**Directive a:** In the book review below, what was Yiyun Li trained as before she studied writing at Iowa?

**Extract provided:**
- - - -
It is in the very last chapter of her book that Yiyun Li alludes to the question she has been often asked: Why do you write in English?
A professor, one of her advisors at the Iowa Writing Programme, had advised Li against writing in English for it was not her native language. Li refers to Vladimir Nabokov, Russian émigré to the US, who adapted to English and made it magnificently his own.
Nabokov’s explanation on his choice never appeared “satisfying” to his audience. As he said, it made public a tragedy that was also a private grief. Giving up, or losing a language is complex; it is, Li suggests, a conscious need to give up the past. Or to move ahead untrammelled, in a new direction.
As a reader, the coincidence isn’t hard to miss. That Yiyun Li and her equally illustrious contemporary, Jhumpa Lahiri, chose to do something different in a similar phase of their career, when both had two novels and two collections of short stories published to great acclaim. Lahiri made a conscious decision to write in Italian, an exercise in immersion that led to exercises in memoir: In Other Words, followed by the more recent, The Clothing of Books. For Li, writing a memoir or “essays”, as she calls them, was more difficult. It took her two years, a time when she was also in treatment for “suicidal depression”.
Before, after and why
Though there is a “before” and “after” to events, it is the “now” that Yiyun Li is elliptical about. The cause for the depression or when it afflicted Li isn’t clear nor is it necessary for her to explain. In that sense, this book isn’t a straightforward record of facts, or a rigorous enforcement of cause and effect. It isn’t a writer’s manual either, though Li does touch on her conscious decision to write in English.
A decision that could speak for every decision in general, and how such moves impact us, leaving us questioning the possibility of an alternate life. A loss of language, Li tries to explain, is the loss of memory – a turning away from the past.
Yiyun Li began writing in English some years after she moved to the US. She was trained as an immunologist, but moved away to study writing at Iowa, the oldest, and arguably the most prestigious, writing programme in the US. She wrote every day from midnight to around four, while raising a family and working in a laboratory in the morning.
One language for another
It wasn’t, for Li, a matter of constant vigilance the language she chose to write in. For her, there were no fluid lines between a public language and a private one. She used English in her thinking, so that following through every idea in a different language, gave it a new dimension and meaning. But all this comes at a cost. In a dream, where she imagines having a conversation with her sister in China, she realises she does not know what her sister has said, for she speaks in Chinese.
She has never written in Chinese, and yet is often asked if she ever will. At a reading in the US, Li writes about being asked to read her original writings in Chinese. When Li offered instead to read the classical Chinese poets, Li Po or Du Fu, a piece of political protest was preferred.
- - - -
**Dataset records:**
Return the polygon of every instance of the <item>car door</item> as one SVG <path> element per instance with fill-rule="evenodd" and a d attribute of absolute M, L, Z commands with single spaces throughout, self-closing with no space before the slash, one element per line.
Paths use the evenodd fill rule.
- - - -
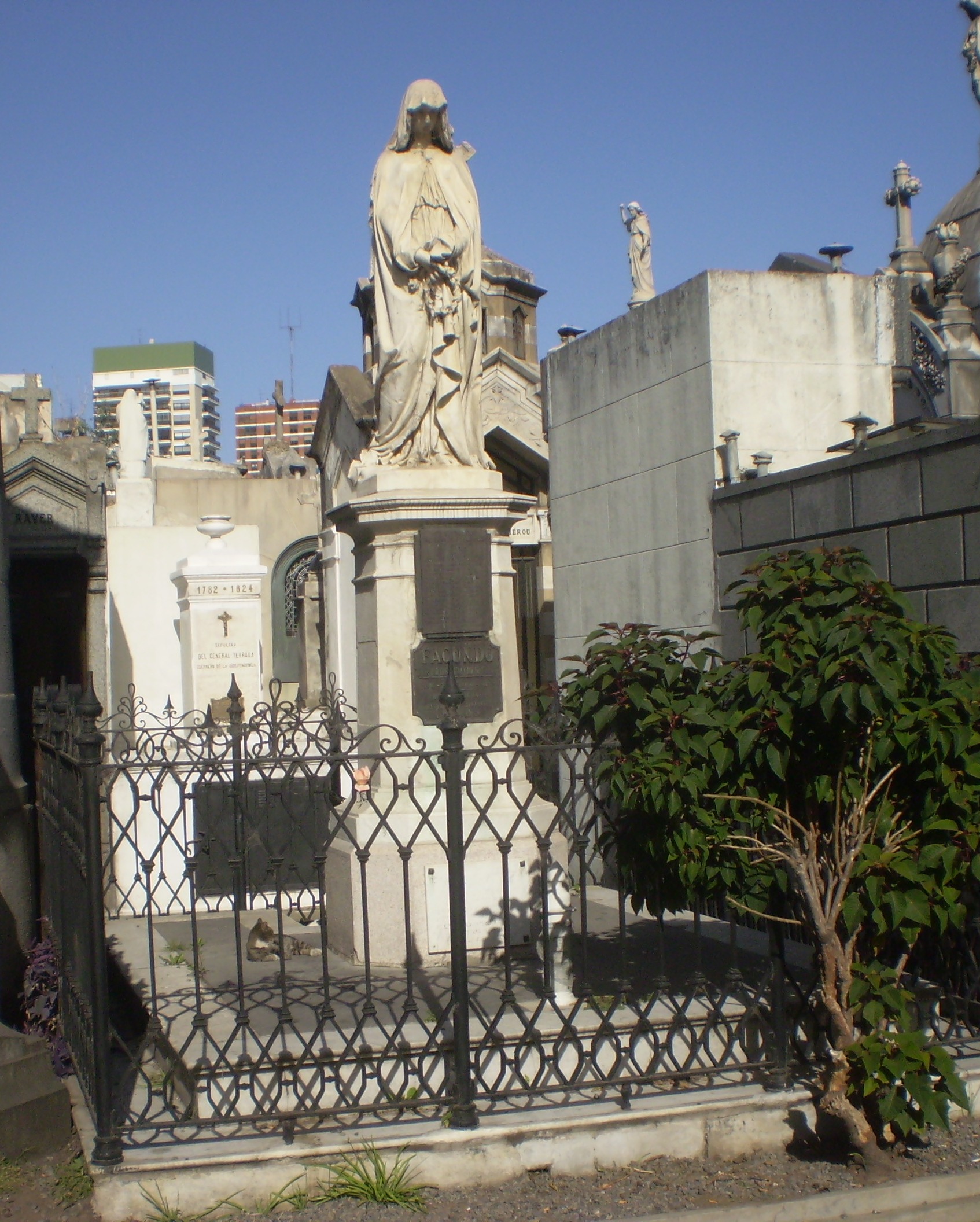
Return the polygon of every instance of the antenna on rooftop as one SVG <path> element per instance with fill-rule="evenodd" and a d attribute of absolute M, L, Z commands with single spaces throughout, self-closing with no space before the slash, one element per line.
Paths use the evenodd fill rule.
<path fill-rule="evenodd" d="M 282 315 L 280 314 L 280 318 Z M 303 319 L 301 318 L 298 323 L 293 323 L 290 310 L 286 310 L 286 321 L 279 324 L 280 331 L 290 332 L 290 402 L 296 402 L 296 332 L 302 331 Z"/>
- - - -
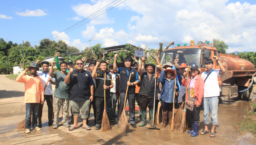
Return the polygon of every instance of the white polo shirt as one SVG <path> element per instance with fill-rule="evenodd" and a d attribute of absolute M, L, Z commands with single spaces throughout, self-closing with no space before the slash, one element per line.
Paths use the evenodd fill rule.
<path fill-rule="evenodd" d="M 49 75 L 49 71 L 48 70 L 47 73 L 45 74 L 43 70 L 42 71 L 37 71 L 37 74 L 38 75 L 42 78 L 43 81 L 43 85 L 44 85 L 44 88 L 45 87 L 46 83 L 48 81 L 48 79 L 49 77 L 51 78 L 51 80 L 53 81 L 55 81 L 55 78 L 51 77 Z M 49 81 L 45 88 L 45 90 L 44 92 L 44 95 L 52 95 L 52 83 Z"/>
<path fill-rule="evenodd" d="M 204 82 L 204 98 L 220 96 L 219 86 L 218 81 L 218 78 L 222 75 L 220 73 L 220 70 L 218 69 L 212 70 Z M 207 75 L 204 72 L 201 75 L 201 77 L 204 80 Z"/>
- - - -
**Directive b:** Show each line of the rows above that contains the string "closing".

**Written response a:** An immunologist.

**Written response b:**
Return the polygon of every instance of the <item>car door</item> as one SVG <path> element per instance with fill-rule="evenodd" and a d attribute of absolute M, L, Z commands with single spaces throughout, self-closing with no space before the slash, one element per line.
Return the polygon of every instance of the antenna on rooftop as one SVG <path> element per instance with fill-rule="evenodd" and a d attribute of absolute M, L, Z commands with single spaces throughout, self-closing with no space before the slash, one element per line.
Return the polygon of every instance of the white polo shirt as one SVG <path> element per instance with fill-rule="evenodd" and a d attribute of absolute M, L, Z commands with single spaces throughout, self-closing with no space before the slash, one element per line.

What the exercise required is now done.